What the task requires |
Return verbatim every line from the one containing "on grass in the image above." through the last line of the rows, including both of those lines.

◆ ◆ ◆ ◆ ◆

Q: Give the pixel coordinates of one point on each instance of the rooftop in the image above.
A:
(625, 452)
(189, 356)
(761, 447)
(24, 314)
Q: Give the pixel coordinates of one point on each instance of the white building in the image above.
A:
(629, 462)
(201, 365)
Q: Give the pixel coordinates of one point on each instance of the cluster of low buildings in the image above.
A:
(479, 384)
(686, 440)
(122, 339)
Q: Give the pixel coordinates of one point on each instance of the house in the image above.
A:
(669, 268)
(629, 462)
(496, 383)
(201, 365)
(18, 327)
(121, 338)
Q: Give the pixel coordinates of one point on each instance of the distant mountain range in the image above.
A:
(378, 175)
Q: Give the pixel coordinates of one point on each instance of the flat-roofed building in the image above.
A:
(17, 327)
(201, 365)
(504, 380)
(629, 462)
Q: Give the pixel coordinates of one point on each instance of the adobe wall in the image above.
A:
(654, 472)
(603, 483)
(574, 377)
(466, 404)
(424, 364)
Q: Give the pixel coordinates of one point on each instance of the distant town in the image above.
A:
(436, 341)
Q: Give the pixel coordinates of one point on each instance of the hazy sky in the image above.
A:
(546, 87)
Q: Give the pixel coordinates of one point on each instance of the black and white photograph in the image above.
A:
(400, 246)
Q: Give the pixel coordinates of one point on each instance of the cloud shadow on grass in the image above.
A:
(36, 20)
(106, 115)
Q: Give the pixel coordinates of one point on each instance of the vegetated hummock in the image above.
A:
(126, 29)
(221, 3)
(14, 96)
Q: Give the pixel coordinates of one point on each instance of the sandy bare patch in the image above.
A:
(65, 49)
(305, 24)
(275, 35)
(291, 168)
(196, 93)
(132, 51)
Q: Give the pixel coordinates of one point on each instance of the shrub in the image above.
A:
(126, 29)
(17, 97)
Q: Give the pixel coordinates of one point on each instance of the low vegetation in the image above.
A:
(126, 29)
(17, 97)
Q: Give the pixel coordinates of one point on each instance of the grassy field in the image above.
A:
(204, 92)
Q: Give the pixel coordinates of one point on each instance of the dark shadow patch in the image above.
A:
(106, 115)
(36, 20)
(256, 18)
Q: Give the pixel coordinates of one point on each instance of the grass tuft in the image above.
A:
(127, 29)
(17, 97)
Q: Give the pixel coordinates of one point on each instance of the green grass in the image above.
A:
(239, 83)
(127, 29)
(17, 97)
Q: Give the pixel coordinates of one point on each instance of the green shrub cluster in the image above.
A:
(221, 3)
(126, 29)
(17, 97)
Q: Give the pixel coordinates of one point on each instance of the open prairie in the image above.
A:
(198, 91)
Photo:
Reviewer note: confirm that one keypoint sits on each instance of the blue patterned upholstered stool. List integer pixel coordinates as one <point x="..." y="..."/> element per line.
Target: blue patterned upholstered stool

◆ ◆ ◆ ◆ ◆

Written solution |
Q: Give the pixel coordinates of one point on each instance of the cloud shadow on grass in the image above.
A:
(36, 20)
(106, 115)
Q: Give the pixel coordinates of one point on each instance of the vegetated hummock in the image above.
A:
(126, 29)
(221, 3)
(14, 96)
Q: Give the pixel coordinates of one point on each instance of the sandy bare patch in the image above.
A:
(65, 49)
(305, 24)
(275, 35)
(291, 168)
(196, 93)
(132, 51)
Q: Give the pixel coordinates of one point on each instance of the shrub in the image above.
A:
(126, 29)
(17, 97)
Q: Give the pixel coordinates of one point on each instance of the low vegetation in the image above.
A:
(126, 29)
(17, 97)
Q: Give the pixel coordinates of one point on each instance of the grassy field in the image above.
A:
(204, 92)
Q: Give the pixel coordinates of one point on each instance of the dark shadow patch in the image above.
A:
(106, 115)
(36, 20)
(256, 18)
Q: Give the pixel coordinates of one point on each instance of the grass tuft in the image above.
A:
(127, 29)
(17, 97)
Q: Give the pixel coordinates of one point on each instance of the green grass in the image above.
A:
(239, 83)
(127, 29)
(17, 97)
Q: Give the pixel coordinates of one point on each instance of the green shrub cluster in the image above.
A:
(221, 3)
(126, 29)
(17, 97)
Q: Give the pixel coordinates of one point on each instance of the open prairie in the image above.
A:
(198, 91)
Photo:
Reviewer note: confirm that one keypoint sits on each instance of the blue patterned upholstered stool. List integer pixel coordinates as one <point x="..." y="..."/> element per line.
Target: blue patterned upholstered stool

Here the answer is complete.